● WHAT NEEDS TO BE DONE
Replace "integer pixel coordinates" with "whole-number pixel coordinates" everywhere in the records below, and reproduce them with no other changes.

Point annotation dataset records
::::::::

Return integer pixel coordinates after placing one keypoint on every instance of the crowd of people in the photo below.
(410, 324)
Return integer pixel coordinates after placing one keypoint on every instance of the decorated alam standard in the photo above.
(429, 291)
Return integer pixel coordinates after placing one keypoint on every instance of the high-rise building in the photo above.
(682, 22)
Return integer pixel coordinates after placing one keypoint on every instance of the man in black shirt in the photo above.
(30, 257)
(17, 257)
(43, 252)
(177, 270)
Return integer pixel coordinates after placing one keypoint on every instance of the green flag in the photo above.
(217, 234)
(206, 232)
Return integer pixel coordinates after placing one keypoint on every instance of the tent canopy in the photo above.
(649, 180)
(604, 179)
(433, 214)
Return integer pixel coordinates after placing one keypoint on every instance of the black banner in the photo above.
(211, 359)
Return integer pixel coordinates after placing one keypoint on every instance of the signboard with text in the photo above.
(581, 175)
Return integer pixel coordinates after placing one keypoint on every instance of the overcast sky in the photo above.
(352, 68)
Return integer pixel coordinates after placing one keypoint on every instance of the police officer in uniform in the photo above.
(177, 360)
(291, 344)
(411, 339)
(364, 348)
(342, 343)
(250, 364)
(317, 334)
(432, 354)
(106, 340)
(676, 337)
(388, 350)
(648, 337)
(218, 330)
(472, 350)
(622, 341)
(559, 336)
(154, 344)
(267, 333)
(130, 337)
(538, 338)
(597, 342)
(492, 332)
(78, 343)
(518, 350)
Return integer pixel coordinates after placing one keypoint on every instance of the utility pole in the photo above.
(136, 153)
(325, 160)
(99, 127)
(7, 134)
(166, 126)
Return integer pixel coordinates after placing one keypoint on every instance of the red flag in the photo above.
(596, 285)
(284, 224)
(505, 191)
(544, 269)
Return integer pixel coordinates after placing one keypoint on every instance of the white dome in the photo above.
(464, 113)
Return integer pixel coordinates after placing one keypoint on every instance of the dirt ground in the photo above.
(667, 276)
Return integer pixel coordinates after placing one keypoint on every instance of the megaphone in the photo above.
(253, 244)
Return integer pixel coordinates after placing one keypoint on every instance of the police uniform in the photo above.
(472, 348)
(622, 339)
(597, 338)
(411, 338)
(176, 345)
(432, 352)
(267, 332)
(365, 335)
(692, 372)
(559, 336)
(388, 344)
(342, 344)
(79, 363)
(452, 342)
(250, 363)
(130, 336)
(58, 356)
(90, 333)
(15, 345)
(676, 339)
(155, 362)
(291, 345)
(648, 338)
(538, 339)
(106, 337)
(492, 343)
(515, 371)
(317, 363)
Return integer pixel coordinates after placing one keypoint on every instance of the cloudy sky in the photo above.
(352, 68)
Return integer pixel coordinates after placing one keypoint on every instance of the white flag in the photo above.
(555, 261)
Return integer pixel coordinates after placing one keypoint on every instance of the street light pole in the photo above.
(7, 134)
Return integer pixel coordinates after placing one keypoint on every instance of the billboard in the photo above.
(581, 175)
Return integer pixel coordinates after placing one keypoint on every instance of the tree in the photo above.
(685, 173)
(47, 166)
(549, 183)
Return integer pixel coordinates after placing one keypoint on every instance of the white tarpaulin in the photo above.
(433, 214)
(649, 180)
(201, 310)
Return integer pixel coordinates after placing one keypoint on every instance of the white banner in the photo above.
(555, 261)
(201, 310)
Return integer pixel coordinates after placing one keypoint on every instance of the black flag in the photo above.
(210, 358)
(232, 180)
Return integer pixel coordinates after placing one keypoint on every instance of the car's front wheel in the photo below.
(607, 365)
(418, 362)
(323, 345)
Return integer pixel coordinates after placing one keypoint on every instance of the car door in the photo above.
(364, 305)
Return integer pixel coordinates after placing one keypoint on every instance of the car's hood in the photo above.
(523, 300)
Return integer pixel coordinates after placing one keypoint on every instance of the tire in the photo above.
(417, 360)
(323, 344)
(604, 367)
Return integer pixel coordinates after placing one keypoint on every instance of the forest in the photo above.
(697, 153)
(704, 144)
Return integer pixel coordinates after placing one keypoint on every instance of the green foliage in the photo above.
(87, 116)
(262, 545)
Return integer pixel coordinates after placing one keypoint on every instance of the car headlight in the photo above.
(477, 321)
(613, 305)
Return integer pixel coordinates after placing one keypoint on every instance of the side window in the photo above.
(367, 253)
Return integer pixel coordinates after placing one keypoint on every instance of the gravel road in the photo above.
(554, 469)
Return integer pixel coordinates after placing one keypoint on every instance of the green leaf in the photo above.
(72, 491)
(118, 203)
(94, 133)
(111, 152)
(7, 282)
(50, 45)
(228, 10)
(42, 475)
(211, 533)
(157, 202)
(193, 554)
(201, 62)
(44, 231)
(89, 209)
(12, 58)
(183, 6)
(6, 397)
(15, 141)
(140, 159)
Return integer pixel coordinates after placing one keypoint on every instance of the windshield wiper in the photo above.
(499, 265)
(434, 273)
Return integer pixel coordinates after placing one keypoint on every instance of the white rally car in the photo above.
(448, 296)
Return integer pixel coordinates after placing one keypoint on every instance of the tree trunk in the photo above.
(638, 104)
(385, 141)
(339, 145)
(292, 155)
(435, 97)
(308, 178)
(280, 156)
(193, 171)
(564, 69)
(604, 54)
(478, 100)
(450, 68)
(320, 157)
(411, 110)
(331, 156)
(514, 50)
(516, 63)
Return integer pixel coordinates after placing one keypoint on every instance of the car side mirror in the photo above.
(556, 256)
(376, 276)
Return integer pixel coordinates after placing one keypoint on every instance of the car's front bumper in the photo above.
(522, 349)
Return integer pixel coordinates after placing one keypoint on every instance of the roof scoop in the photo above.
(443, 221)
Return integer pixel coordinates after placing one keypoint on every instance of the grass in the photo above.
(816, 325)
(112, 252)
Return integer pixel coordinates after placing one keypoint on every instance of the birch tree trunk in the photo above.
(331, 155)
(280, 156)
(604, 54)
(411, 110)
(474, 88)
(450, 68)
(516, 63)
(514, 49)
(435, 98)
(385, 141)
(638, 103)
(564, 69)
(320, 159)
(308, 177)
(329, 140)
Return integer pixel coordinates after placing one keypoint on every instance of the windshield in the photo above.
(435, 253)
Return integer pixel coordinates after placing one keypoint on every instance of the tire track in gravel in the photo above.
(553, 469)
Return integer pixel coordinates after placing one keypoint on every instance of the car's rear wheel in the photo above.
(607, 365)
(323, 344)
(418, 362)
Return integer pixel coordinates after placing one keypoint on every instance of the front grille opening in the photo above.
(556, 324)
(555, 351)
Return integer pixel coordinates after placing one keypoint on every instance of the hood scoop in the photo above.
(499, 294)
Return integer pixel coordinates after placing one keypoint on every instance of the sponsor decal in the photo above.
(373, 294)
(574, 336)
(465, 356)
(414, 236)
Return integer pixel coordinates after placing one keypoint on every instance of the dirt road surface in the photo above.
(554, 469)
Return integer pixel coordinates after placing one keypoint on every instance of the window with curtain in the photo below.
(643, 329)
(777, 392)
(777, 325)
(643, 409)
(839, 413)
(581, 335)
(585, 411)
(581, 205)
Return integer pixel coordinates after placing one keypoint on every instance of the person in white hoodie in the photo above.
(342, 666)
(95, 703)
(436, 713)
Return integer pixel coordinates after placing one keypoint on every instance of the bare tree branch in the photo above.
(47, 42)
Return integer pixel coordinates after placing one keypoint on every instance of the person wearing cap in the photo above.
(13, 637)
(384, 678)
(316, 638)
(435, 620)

::::::::

● WRITTEN SOLUTION
Return whole-number pixel coordinates after placing one keypoint on every instance of the crowd of people in the photo below.
(410, 324)
Return whole-number pixel coordinates after placing one keypoint on every instance of the decorated alam standard in the photo above.
(429, 291)
Return whole-number pixel coordinates after placing one keypoint on every instance of the high-rise building in the photo above.
(682, 22)
Return whole-number pixel coordinates after placing one keypoint on every instance of the man in black shirt in the photo above.
(30, 257)
(17, 257)
(43, 252)
(177, 270)
Return whole-number pixel coordinates after placing one keypoint on every instance of the green flag in the photo above.
(217, 234)
(206, 232)
Return whole-number pixel coordinates after placing one keypoint on every instance of the tent canopy in the photo above.
(649, 180)
(604, 179)
(433, 214)
Return whole-number pixel coordinates after placing one keypoint on every instance of the black banner in the photo above.
(211, 359)
Return whole-number pixel coordinates after placing one keypoint on every instance of the signboard with text in the photo above.
(581, 175)
Return whole-number pixel coordinates after placing one keypoint on every instance of the overcast sky in the photo above.
(352, 68)
Return whole-number pixel coordinates after placing one keypoint on every instance of the police officer in uniform in the photo above.
(177, 360)
(291, 344)
(411, 339)
(364, 348)
(342, 343)
(250, 364)
(317, 334)
(432, 354)
(106, 340)
(676, 337)
(388, 350)
(648, 337)
(218, 330)
(472, 350)
(622, 341)
(559, 336)
(154, 344)
(267, 333)
(130, 337)
(538, 338)
(597, 342)
(492, 332)
(78, 343)
(518, 350)
Return whole-number pixel coordinates after placing one keypoint on every instance of the utility pole in the photo above.
(136, 153)
(325, 160)
(99, 127)
(7, 134)
(166, 126)
Return whole-number pixel coordinates after placing one keypoint on every instance of the red flag in the photo above.
(596, 285)
(284, 224)
(505, 191)
(544, 269)
Return whole-number pixel coordinates after placing one keypoint on every instance of the white dome in the photo above.
(464, 113)
Return whole-number pixel coordinates after placing one keypoint on every instance of the dirt ground in the photo above.
(667, 276)
Return whole-number pixel coordinates after placing one keypoint on every instance of the megaphone in the photo above.
(253, 244)
Return whole-number pixel coordinates after placing one keypoint on every instance of the police uniform in the photo above.
(472, 348)
(622, 339)
(597, 338)
(411, 338)
(176, 345)
(432, 352)
(267, 332)
(365, 335)
(692, 372)
(559, 336)
(388, 344)
(342, 344)
(79, 363)
(452, 342)
(250, 363)
(130, 336)
(58, 356)
(90, 333)
(15, 345)
(676, 339)
(155, 362)
(291, 345)
(648, 338)
(538, 339)
(106, 337)
(492, 343)
(515, 371)
(317, 363)
Return whole-number pixel coordinates after placing one keypoint on every instance of the cloudy sky in the photo above.
(352, 68)
Return whole-number pixel coordinates after placing one keypoint on every instance of the white flag in the photo above.
(555, 261)
Return whole-number pixel coordinates after placing one keypoint on every instance of the street light pole in the photo above.
(7, 134)
Return whole-number pixel coordinates after placing one keypoint on every instance of the billboard in the photo above.
(581, 175)
Return whole-number pixel coordinates after placing one keypoint on every instance of the tree in the photo above.
(685, 173)
(47, 166)
(549, 183)
Return whole-number pixel coordinates after placing one keypoint on every instance of the white tarpaulin in the photo above.
(433, 214)
(649, 180)
(201, 310)
Return whole-number pixel coordinates after placing one keypoint on every instance of the white banner in the photo above.
(555, 261)
(201, 310)
Return whole-number pixel coordinates after placing one keypoint on every instance of the black flag in the photo above.
(210, 358)
(232, 180)
Return whole-number pixel coordinates after placing one keypoint on every instance of the car's front wheel in the photo below.
(607, 365)
(418, 362)
(323, 345)
Return whole-number pixel coordinates after placing one keypoint on every instance of the car door in the photo above.
(364, 305)
Return whole-number pixel coordinates after placing one keypoint on every instance of the car's hood in the photo above.
(523, 300)
Return whole-number pixel coordinates after placing one keypoint on every instance of the tire in the photo above.
(417, 360)
(323, 344)
(604, 367)
Return whole-number pixel coordinates after placing one keypoint on every instance of the forest in the photo above.
(697, 153)
(704, 144)
Return whole-number pixel coordinates after placing one keypoint on every instance of the green foliage in the photo above.
(87, 116)
(262, 545)
Return whole-number pixel coordinates after placing one keypoint on every instance of the car headlight in the photo above.
(477, 321)
(613, 305)
Return whole-number pixel coordinates after placing one keypoint on every instance of the side window in the photo above.
(367, 253)
Return whole-number pixel coordinates after placing one keypoint on every instance of the gravel road in the photo above.
(554, 469)
Return whole-number pixel coordinates after placing one keypoint on every instance of the green leaf in the photo above.
(72, 491)
(118, 203)
(94, 133)
(111, 152)
(7, 282)
(50, 45)
(228, 10)
(42, 475)
(211, 533)
(157, 202)
(193, 554)
(201, 62)
(44, 231)
(89, 209)
(12, 58)
(183, 6)
(6, 397)
(15, 141)
(140, 159)
Return whole-number pixel coordinates after placing one keypoint on every instance of the windshield wiper in the photo above.
(499, 265)
(434, 273)
Return whole-number pixel coordinates after placing one keypoint on every instance of the white rally car in the photo above.
(448, 296)
Return whole-number pixel coordinates after placing one keypoint on every instance of the tree trunk in the photo above.
(638, 104)
(385, 141)
(339, 145)
(292, 155)
(435, 97)
(308, 178)
(280, 156)
(193, 171)
(564, 69)
(604, 54)
(478, 100)
(450, 68)
(320, 157)
(411, 110)
(331, 156)
(514, 50)
(516, 63)
Return whole-number pixel coordinates after placing one keypoint on every instance of the car side mirror in the photo above.
(556, 256)
(376, 276)
Return whole-number pixel coordinates after placing one keypoint on every instance of the car's front bumper in the photo above.
(522, 349)
Return whole-number pixel coordinates after placing one keypoint on every instance of the roof scoop in the photo above.
(443, 221)
Return whole-number pixel coordinates after placing one keypoint on every instance of the grass in the photo above.
(816, 325)
(112, 252)
Return whole-number pixel coordinates after placing one keypoint on every instance of the birch tree trunk in the photo above.
(331, 155)
(280, 156)
(604, 54)
(411, 110)
(474, 88)
(450, 68)
(516, 63)
(514, 49)
(435, 98)
(385, 141)
(638, 103)
(564, 69)
(320, 159)
(308, 177)
(329, 140)
Return whole-number pixel coordinates after placing one keypoint on every instance of the windshield in the photo above.
(435, 253)
Return whole-number pixel coordinates after placing one keypoint on every instance of the tire track in gravel in the photo above.
(553, 469)
Return whole-number pixel coordinates after placing one keypoint on every instance of the car's rear wheel in the photo above.
(607, 365)
(323, 344)
(418, 362)
Return whole-number pixel coordinates after placing one keypoint on every instance of the front grille opening in the photo above.
(556, 324)
(555, 351)
Return whole-number pixel coordinates after placing one keypoint on every instance of the hood scoop in the photo above.
(499, 294)
Return whole-number pixel coordinates after placing one keypoint on every instance of the sponsor decal in the photo above.
(373, 294)
(574, 336)
(465, 356)
(414, 236)
Return whole-number pixel coordinates after placing one keypoint on every instance of the dirt road surface in the photo above.
(554, 469)
Return whole-number pixel coordinates after placing one keypoint on every instance of the window with curtain in the photo below.
(643, 329)
(777, 392)
(777, 325)
(643, 409)
(839, 413)
(581, 335)
(585, 411)
(581, 205)
Return whole-number pixel coordinates after placing one keypoint on every instance of the person in white hoodie in the photo above.
(342, 666)
(95, 703)
(436, 713)
Return whole-number pixel coordinates after placing one keypoint on every instance of the bare tree branch in the photo above.
(47, 42)
Return whole-number pixel coordinates after placing one keypoint on every instance of the person wearing cap in the photo above.
(13, 637)
(384, 678)
(316, 638)
(435, 620)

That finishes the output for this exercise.